• Task details
Quote the whole listing exactly. Leave the pictures out of your copy.

(Records of labeled points)
=-=-=

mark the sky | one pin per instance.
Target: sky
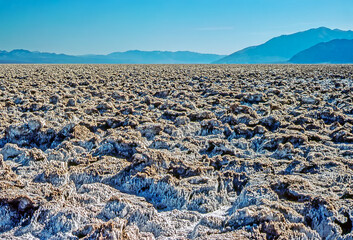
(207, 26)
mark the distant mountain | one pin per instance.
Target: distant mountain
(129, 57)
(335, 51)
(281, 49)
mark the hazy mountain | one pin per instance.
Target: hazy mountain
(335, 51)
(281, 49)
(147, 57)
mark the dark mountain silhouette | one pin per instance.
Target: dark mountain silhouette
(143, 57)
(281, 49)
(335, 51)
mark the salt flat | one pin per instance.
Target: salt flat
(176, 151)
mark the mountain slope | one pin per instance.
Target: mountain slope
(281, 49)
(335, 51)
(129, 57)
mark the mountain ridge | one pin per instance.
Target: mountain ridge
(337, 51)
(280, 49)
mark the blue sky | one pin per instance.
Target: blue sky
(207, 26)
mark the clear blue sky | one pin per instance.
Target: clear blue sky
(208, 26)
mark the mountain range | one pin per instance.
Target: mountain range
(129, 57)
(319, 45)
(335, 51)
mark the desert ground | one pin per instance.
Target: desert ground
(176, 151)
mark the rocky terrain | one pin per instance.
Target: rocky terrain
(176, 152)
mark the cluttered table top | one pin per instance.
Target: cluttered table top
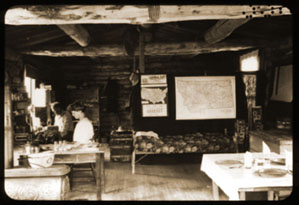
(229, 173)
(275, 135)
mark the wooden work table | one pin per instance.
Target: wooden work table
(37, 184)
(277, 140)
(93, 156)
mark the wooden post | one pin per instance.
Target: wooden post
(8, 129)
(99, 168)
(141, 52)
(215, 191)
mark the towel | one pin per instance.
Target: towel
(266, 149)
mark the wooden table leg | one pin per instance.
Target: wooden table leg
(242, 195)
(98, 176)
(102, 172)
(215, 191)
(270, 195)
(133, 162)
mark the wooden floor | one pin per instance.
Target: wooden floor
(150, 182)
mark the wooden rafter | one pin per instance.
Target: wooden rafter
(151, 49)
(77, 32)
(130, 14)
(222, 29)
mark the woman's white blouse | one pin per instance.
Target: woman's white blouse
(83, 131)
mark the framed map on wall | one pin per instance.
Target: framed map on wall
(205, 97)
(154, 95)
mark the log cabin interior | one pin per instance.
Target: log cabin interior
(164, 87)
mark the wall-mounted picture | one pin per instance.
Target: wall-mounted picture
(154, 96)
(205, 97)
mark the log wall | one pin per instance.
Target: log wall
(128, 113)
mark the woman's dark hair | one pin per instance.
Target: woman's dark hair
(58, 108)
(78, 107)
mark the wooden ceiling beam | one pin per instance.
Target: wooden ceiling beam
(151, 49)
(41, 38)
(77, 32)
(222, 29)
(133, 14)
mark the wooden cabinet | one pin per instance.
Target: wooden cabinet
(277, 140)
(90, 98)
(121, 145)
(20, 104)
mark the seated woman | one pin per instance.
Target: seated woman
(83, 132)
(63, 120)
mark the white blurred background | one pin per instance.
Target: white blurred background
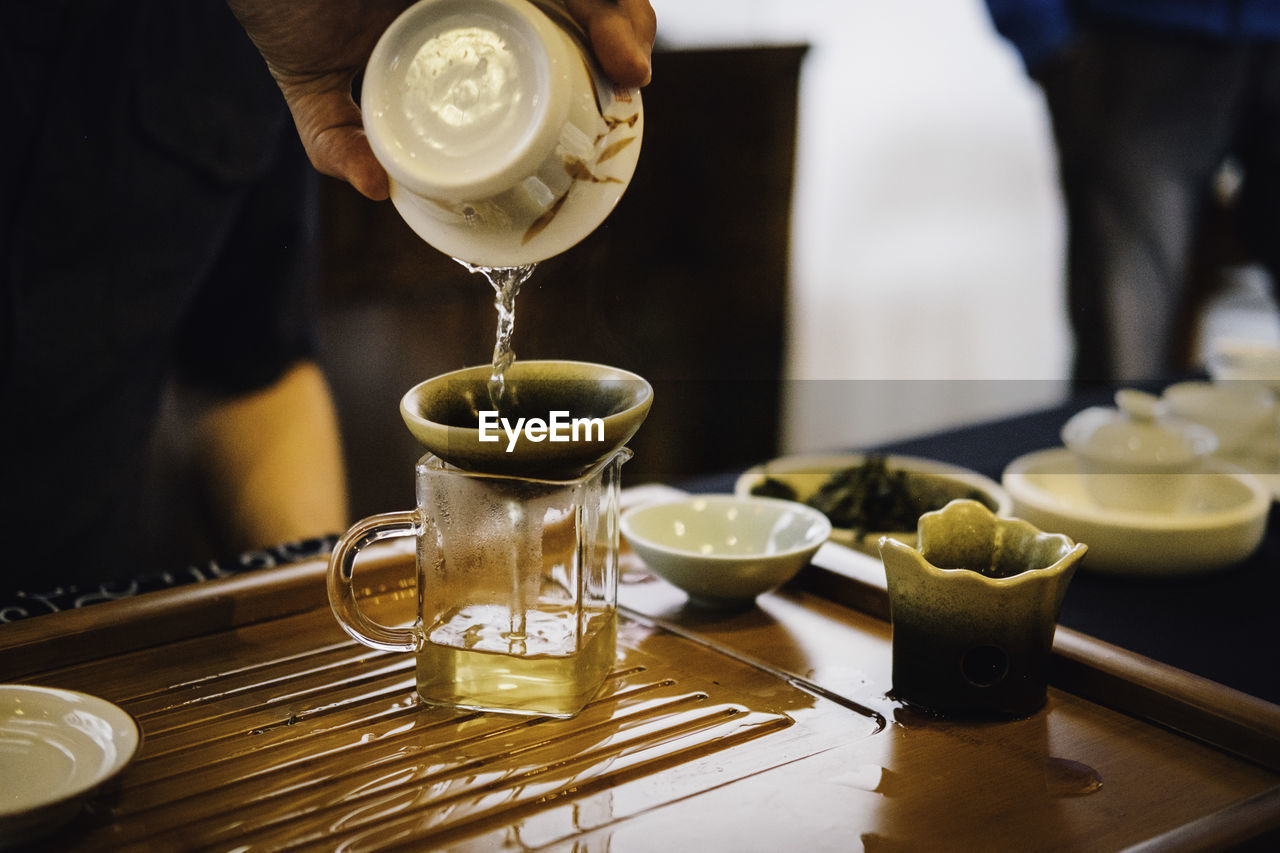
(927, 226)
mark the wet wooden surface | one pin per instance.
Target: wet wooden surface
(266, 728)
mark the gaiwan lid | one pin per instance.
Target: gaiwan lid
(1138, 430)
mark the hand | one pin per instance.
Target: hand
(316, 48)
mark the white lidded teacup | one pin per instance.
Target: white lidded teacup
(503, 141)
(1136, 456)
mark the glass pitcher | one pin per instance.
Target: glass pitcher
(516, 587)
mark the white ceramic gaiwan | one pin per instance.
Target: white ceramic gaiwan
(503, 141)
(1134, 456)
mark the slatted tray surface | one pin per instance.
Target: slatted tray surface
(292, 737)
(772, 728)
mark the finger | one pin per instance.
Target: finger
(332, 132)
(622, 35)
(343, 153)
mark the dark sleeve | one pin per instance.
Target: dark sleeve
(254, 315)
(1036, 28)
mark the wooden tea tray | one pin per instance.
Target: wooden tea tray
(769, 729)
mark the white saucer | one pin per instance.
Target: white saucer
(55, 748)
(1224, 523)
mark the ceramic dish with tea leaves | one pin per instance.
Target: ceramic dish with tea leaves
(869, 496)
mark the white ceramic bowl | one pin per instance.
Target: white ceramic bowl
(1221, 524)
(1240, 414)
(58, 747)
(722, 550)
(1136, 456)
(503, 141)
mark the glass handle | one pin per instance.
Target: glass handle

=-=-=

• Expected output
mark the sky | one pin per instance.
Target: sky
(207, 26)
mark the distant mountain | one pin per instance.
Target: distant mountain
(129, 57)
(335, 51)
(281, 49)
mark the hazy mountain | one pin per instance.
Target: hazy mountain
(335, 51)
(281, 49)
(147, 57)
mark the dark mountain silhouette | one pin per instance.
Target: dark mountain silhouette
(143, 57)
(281, 49)
(335, 51)
mark the salt flat | one pin per instance.
Target: salt flat
(176, 151)
mark the mountain slope | one pin per instance.
Target: mountain slope
(281, 49)
(335, 51)
(129, 57)
mark the mountain ridge | one pin per instance.
Target: mountain ridge
(337, 51)
(280, 49)
mark the blue sky | one pin per instance.
Target: blue sky
(207, 26)
mark the clear blue sky | one pin per instance.
Target: clear blue sky
(208, 26)
mark the mountain range | one pin per instance.
Target: mountain range
(129, 57)
(319, 45)
(335, 51)
mark the desert ground | one pin per instance.
Target: desert ground
(176, 151)
mark the rocky terrain | one pin per instance.
Target: rocky terrain
(176, 152)
mark the cluttered table top | one pin per instance.
Target: cluttered table top
(229, 173)
(275, 135)
mark the wooden work table | one pin per instance.
Target: wooden work table
(37, 184)
(277, 140)
(93, 156)
mark the wooden post | one pin per instance.
Target: wooden post
(8, 129)
(99, 168)
(141, 52)
(215, 191)
mark the towel | one pin per instance.
Target: towel
(266, 149)
mark the wooden table leg | one pin per instance.
Target: wooden table leg
(242, 195)
(98, 176)
(102, 172)
(215, 191)
(270, 195)
(133, 162)
mark the wooden floor | one pin per instance.
Target: wooden floor
(150, 182)
mark the wooden rafter | one pin per instance.
Target: wooden rafter
(151, 49)
(77, 32)
(130, 14)
(222, 29)
mark the woman's white blouse | one pin per instance.
Target: woman's white blouse
(83, 131)
mark the framed map on wall | one pin per instance.
Target: framed map on wall
(205, 97)
(154, 95)
mark the log cabin interior | one pin per instance.
Target: log cabin interior
(164, 87)
mark the wall-mounted picture | one pin per instance.
Target: wall-mounted picture
(154, 96)
(205, 97)
mark the log wall | one pin per instance.
Target: log wall
(128, 113)
mark the woman's dark hair | one pin per instance.
Target: woman's dark hair
(58, 108)
(78, 107)
mark the wooden ceiling beam | one pin per instance.
Target: wooden ceiling beam
(151, 49)
(41, 38)
(77, 32)
(222, 29)
(133, 14)
mark the wooden cabinet | one pin per instance.
Target: wooden cabinet
(277, 140)
(90, 98)
(121, 145)
(20, 104)
mark the seated woman | one pin per instance.
Target: seated woman
(83, 132)
(63, 120)
mark the white blurred background | one pin per instance.
Target: white blurred background
(927, 226)
mark the wet wooden surface | one pin per instance.
Target: wet wooden surface
(266, 728)
mark the gaiwan lid | one pin per instance.
Target: gaiwan lid
(1138, 430)
mark the hand | one pin per instance.
Target: hand
(316, 48)
mark the white lidded teacup | one pin per instance.
Target: white lidded teacup
(503, 141)
(1136, 456)
mark the glass pitcher | one pin per instance.
Target: glass pitcher
(516, 587)
mark the white ceramic gaiwan | one pin per instance.
Target: white ceramic gaiwan
(503, 141)
(1134, 456)
mark the slatted tray surface | one pin per instance.
Target: slatted tray surface
(292, 737)
(772, 728)
mark the finger | one pin per instance.
Target: finger
(332, 132)
(622, 35)
(343, 153)
mark the dark sleeve | one pin per instance.
Target: dark sleeve
(254, 315)
(1036, 28)
mark the wooden tea tray | one pin per instance.
Target: wooden tea tray
(769, 729)
mark the white saucer | one pin per instance.
Target: white saucer
(55, 748)
(1224, 523)
mark the ceramic dish with tea leaves | one pin per instance.
Target: ceramic dish with tea leaves
(869, 496)
mark the white ceramic bowl | one pin per instance.
Target: white ceramic bowl
(1221, 524)
(1240, 414)
(58, 747)
(722, 550)
(1136, 456)
(503, 141)
mark the glass handle | one pin per instance.
Target: glass handle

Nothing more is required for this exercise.